• **What you are asked to do**
Please copy the entries below, swapping "instance" for "occurrence" and leaving everything else as it is.
::::::::
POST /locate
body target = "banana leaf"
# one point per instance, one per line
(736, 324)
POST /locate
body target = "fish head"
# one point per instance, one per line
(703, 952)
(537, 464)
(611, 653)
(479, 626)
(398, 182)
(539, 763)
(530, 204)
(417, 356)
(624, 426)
::::::::
• **Answer to the problem**
POST /locate
body target = "banana leaf"
# one point per occurrence, one per line
(736, 324)
POST /locate
body target = "fish head"
# one point per occurrence, one per line
(703, 952)
(537, 464)
(611, 653)
(479, 626)
(398, 182)
(539, 763)
(530, 204)
(417, 356)
(624, 426)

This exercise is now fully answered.